I toyed with the mildly saucy notion of calling this one ‘spicy man juice’ but ultimately decided it was one of those offerings that had me heading straight towards the destination marked ‘review fail’ – ie so middle of the road that it becomes nigh impossible to write interestingly about how unremarkable it is.
So, the bare bones – bold upfront spice mainly nutmeg and cinnamon, backed with nondescript woody aromachemicals with a bit of lavender freshness trying to make itself known in the middle distance. There’s a smear of something fruity in the mix which the notes inform me is fig but it just adds density rather than the twist one is hoping for. Done to death and will only thrill if you are a fan of butch spice.
22nd December, 2020

Tanagra by Violet

Gentle lipstick iris carried on a puff of laundry musk. Hints of lemony freesia, some springtime freshness, enter dancing in the mid-section accompanied soon after by a tannic slightly bitter black tea impression. At first I thought it was a bit of a simpleton but it grew on me particularly the floral brightness at its heart. An ideal office scent: light, pleasant, uplifting, one to be worn without a second thought.
22nd December, 2020

Thé Darbouka by L'Orchestre Parfum

My cup having filleth over with disappointing tea perfumes of late – why are so many so damn screechy with none of the smoke and bitters I long for? – I approached this fantasy tea with some small hope. Maybe, just maybe, something that wasn’t claiming to be the real thing had a better chance of surprising me. But nope.
A curious souk-visiting beginning where the sour-sweet odour of dried fruit mingled with vague spiciness and incense soon began to fade into a rather sickly, synthetic amber made no more attractive by back-of-throat pepper. The pepper didn’t hang around for long but then a lifeless, dusty woods base became evident which could be discounted as an improvement. Stuff like this is niche that isn’t even bothering to try: it’s thin, not particularly pleasant and fades from the memory like a random postal code.
22nd December, 2020

Varanasi by Meo Fusciuni

Varanasi Meo Fusciuni
It’s safe to say that Varanasi is Meo Fusciuini’s oud – and what an oud it is. Ushered in on a singing shop-fresh leather note, it is effulgent and diffusive, unrolling a vista of aged woody tones, touched here by an earthy bitterness, there by a hint of distant flowers (a passerby with a string of jasmine and rosebuds in their hair), accents of soapy cardamom turning into warm clove and incense, the entire shifting sense of scent impressions seemingly on a journey.

_Given entries_.
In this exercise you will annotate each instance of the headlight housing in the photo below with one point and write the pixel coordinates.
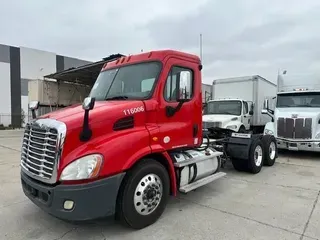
(268, 132)
(232, 127)
(83, 168)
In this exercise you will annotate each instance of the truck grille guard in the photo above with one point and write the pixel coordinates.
(41, 149)
(294, 128)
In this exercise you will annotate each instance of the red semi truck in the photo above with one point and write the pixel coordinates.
(136, 140)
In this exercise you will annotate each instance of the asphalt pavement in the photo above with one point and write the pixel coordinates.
(281, 202)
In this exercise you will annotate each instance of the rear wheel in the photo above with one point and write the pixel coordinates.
(239, 164)
(270, 150)
(256, 156)
(242, 129)
(144, 194)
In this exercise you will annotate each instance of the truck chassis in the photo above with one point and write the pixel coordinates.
(247, 152)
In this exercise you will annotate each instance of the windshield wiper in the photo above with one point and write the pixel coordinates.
(117, 98)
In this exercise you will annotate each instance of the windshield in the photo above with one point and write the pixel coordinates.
(127, 82)
(223, 107)
(298, 100)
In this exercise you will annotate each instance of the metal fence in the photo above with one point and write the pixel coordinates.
(19, 120)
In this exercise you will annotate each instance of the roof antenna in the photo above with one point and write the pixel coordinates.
(201, 47)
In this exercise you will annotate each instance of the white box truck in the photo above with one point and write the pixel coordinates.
(237, 103)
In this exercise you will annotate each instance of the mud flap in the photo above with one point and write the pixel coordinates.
(238, 145)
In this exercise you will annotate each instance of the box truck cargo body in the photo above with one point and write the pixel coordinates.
(249, 88)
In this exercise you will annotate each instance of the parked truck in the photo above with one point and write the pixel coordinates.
(237, 104)
(295, 120)
(130, 146)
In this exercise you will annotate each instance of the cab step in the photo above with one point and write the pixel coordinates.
(201, 182)
(196, 159)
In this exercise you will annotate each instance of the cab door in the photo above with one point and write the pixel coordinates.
(180, 121)
(247, 114)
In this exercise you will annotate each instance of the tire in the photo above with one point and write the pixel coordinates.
(242, 129)
(256, 156)
(239, 164)
(148, 179)
(270, 150)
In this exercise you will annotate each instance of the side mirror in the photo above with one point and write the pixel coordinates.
(34, 105)
(88, 103)
(266, 104)
(184, 86)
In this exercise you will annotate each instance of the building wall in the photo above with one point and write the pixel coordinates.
(5, 94)
(17, 67)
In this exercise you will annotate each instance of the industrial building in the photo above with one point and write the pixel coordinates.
(19, 65)
(56, 81)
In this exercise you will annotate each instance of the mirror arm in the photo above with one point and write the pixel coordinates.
(172, 110)
(86, 132)
(270, 111)
(34, 115)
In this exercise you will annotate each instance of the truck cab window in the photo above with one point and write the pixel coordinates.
(128, 82)
(178, 76)
(245, 108)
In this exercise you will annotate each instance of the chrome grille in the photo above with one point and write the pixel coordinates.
(211, 124)
(41, 148)
(295, 128)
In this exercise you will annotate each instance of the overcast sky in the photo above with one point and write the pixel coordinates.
(240, 37)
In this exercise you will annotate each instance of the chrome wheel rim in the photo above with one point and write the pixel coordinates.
(258, 155)
(148, 193)
(272, 150)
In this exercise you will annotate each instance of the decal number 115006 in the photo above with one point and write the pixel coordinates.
(130, 111)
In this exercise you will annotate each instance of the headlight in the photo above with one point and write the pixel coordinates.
(268, 132)
(83, 168)
(233, 127)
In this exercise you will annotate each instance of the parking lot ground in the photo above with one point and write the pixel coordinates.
(281, 202)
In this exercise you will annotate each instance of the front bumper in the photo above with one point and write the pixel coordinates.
(298, 146)
(91, 200)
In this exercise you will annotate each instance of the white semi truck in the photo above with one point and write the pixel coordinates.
(237, 104)
(295, 120)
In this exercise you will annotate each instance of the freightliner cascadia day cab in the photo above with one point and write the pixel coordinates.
(136, 140)
(237, 104)
(296, 116)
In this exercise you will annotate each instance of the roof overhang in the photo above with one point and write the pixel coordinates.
(85, 74)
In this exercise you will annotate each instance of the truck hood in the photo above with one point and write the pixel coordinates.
(73, 115)
(218, 117)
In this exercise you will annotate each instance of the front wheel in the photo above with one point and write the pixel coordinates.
(144, 194)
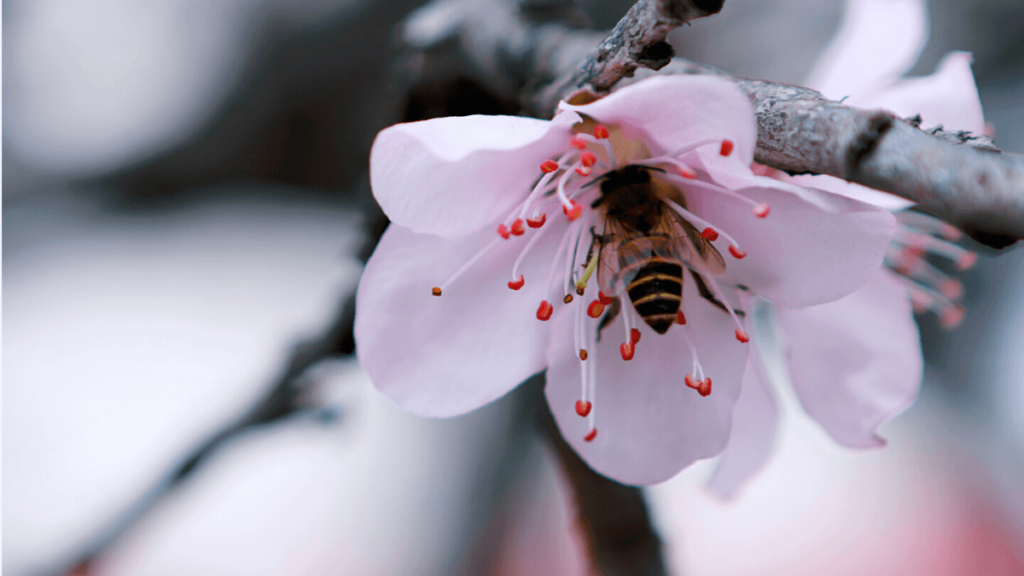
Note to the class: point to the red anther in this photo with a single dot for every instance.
(952, 289)
(736, 252)
(537, 222)
(951, 318)
(627, 350)
(967, 261)
(573, 212)
(517, 229)
(544, 311)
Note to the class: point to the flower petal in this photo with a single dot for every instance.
(677, 111)
(879, 41)
(452, 176)
(855, 363)
(755, 420)
(813, 248)
(446, 356)
(878, 198)
(947, 97)
(649, 424)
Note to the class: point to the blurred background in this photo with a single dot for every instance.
(184, 202)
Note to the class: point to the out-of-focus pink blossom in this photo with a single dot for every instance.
(856, 363)
(501, 261)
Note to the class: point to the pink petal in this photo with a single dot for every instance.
(813, 248)
(947, 97)
(650, 425)
(878, 198)
(446, 356)
(754, 423)
(452, 176)
(855, 363)
(879, 41)
(677, 111)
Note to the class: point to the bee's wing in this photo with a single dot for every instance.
(693, 247)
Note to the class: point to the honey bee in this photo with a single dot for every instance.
(645, 247)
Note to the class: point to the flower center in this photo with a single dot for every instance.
(634, 234)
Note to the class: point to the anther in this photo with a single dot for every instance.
(709, 234)
(736, 252)
(517, 229)
(573, 212)
(627, 350)
(537, 222)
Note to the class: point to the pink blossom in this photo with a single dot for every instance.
(489, 272)
(856, 363)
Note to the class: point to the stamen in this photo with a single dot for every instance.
(437, 289)
(544, 312)
(517, 229)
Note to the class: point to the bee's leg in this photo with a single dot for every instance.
(610, 316)
(707, 294)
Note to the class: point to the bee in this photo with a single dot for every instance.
(645, 247)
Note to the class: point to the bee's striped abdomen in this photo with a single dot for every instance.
(656, 291)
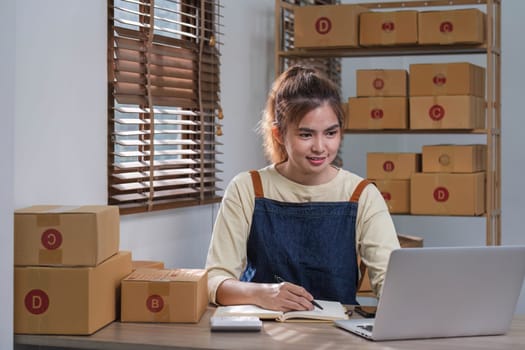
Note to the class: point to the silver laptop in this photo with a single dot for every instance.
(446, 292)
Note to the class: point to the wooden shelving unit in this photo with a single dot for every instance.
(284, 50)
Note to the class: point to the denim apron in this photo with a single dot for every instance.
(308, 244)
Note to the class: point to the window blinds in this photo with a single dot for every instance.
(164, 103)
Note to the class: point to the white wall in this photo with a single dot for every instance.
(7, 101)
(55, 117)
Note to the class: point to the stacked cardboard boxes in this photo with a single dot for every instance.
(388, 28)
(391, 174)
(465, 26)
(452, 181)
(68, 269)
(381, 101)
(447, 96)
(327, 26)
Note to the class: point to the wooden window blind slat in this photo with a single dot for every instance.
(164, 103)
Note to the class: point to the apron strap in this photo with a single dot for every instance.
(358, 190)
(257, 184)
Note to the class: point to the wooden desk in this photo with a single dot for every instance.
(275, 335)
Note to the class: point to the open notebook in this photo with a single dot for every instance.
(446, 292)
(332, 310)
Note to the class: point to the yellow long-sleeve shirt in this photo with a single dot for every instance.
(375, 233)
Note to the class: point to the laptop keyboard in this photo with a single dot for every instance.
(367, 327)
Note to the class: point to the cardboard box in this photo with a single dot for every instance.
(68, 300)
(149, 264)
(377, 113)
(391, 165)
(381, 82)
(459, 78)
(454, 158)
(324, 26)
(388, 28)
(466, 26)
(447, 112)
(152, 295)
(396, 194)
(52, 235)
(447, 194)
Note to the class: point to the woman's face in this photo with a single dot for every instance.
(312, 146)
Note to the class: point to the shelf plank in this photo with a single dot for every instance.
(416, 131)
(387, 51)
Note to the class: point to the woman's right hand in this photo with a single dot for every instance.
(283, 296)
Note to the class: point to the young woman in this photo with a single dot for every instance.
(300, 219)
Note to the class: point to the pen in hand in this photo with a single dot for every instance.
(280, 280)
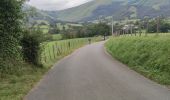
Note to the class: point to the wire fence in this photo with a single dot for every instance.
(54, 50)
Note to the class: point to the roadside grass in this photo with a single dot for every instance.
(16, 86)
(57, 37)
(58, 49)
(148, 55)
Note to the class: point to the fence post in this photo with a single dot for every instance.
(54, 51)
(49, 52)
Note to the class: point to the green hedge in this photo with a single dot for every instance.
(147, 55)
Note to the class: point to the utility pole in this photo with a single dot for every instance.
(158, 25)
(112, 25)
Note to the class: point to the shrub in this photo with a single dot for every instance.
(31, 43)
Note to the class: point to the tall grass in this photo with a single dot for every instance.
(15, 86)
(57, 49)
(148, 55)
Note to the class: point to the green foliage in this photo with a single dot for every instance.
(164, 27)
(87, 31)
(31, 46)
(10, 29)
(147, 55)
(57, 49)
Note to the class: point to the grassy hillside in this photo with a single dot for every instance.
(147, 55)
(15, 86)
(119, 8)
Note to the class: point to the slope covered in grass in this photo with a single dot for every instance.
(16, 85)
(148, 55)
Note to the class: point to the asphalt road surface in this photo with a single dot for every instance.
(91, 74)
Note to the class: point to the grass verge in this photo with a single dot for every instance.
(16, 85)
(149, 55)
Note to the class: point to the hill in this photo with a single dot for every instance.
(118, 8)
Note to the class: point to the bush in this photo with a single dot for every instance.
(147, 55)
(31, 46)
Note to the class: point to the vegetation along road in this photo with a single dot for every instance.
(91, 74)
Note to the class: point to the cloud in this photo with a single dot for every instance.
(56, 4)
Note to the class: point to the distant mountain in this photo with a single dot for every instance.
(36, 14)
(118, 8)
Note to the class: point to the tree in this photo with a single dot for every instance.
(10, 28)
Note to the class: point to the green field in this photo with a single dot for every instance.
(148, 55)
(58, 49)
(16, 86)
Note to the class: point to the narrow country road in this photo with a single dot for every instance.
(91, 74)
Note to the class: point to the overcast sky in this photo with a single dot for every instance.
(56, 4)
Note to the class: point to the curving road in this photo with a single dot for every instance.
(91, 74)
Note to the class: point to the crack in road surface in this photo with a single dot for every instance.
(90, 74)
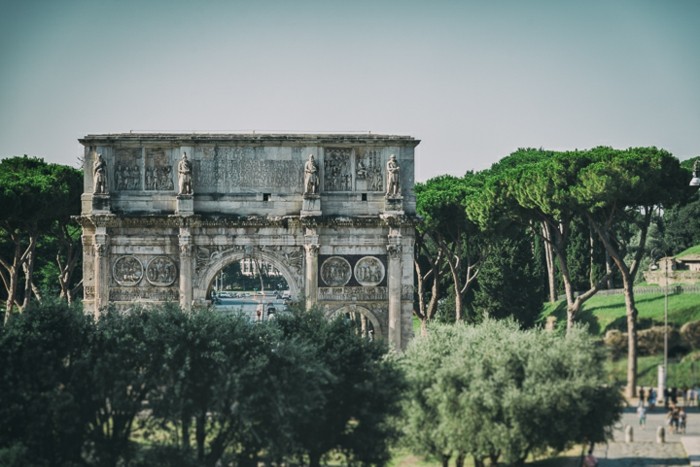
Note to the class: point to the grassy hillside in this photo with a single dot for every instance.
(604, 312)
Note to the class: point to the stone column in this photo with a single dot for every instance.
(311, 272)
(393, 249)
(101, 268)
(185, 241)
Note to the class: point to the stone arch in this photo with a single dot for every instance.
(380, 333)
(227, 257)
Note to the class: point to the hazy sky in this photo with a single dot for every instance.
(473, 80)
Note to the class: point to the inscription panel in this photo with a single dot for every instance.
(337, 175)
(159, 171)
(349, 294)
(130, 294)
(245, 169)
(127, 171)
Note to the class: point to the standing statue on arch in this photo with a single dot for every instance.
(184, 171)
(99, 174)
(392, 177)
(311, 176)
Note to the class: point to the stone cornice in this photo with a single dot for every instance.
(200, 221)
(184, 139)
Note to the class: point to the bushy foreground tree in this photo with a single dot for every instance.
(496, 392)
(164, 387)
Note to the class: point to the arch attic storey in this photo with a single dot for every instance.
(168, 211)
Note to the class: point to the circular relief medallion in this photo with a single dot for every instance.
(127, 270)
(161, 271)
(369, 271)
(336, 271)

_Exercises to complete_.
a - According to the perfume reviews, which two spices make up most of the bold opening spice in the first fragrance described?
b - Quote the passage of the perfume reviews between "Gentle lipstick iris" and "a second thought.", inclusive.

_Exercise solutions_.
a - Nutmeg and cinnamon.

b -
Gentle lipstick iris carried on a puff of laundry musk. Hints of lemony freesia, some springtime freshness, enter dancing in the mid-section accompanied soon after by a tannic slightly bitter black tea impression. At first I thought it was a bit of a simpleton but it grew on me particularly the floral brightness at its heart. An ideal office scent: light, pleasant, uplifting, one to be worn without a second thought.